Count the lines in the entries below that contain the string "house", treating uppercase and lowercase letters as different. How many are there? Reply with the number only.

Data shown:
+ + + + +

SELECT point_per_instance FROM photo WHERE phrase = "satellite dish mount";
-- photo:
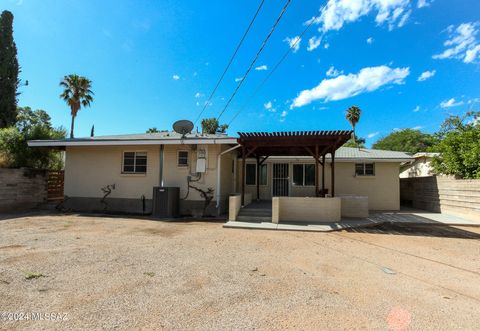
(183, 127)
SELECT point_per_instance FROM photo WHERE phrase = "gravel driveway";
(124, 273)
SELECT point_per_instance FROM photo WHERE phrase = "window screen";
(135, 162)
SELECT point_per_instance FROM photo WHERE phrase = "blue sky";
(154, 62)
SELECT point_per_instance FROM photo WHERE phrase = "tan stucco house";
(136, 164)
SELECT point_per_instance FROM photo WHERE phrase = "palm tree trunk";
(72, 126)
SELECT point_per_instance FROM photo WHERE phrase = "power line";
(285, 55)
(255, 59)
(231, 60)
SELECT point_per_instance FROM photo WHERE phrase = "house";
(135, 164)
(421, 166)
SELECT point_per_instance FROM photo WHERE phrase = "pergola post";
(333, 172)
(258, 177)
(243, 175)
(316, 171)
(323, 175)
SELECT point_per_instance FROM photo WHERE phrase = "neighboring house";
(138, 163)
(421, 166)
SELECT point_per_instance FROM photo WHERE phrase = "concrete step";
(243, 218)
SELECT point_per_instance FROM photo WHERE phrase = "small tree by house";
(77, 93)
(211, 126)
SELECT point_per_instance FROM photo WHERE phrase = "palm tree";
(77, 93)
(353, 116)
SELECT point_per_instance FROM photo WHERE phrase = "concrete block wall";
(22, 189)
(442, 194)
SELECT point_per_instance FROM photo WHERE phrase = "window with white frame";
(134, 162)
(304, 174)
(251, 174)
(365, 169)
(182, 159)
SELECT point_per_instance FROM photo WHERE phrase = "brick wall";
(442, 194)
(22, 189)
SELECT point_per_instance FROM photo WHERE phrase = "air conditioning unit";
(166, 202)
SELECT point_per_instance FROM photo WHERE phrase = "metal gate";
(280, 180)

+ + + + +

Task answer:
4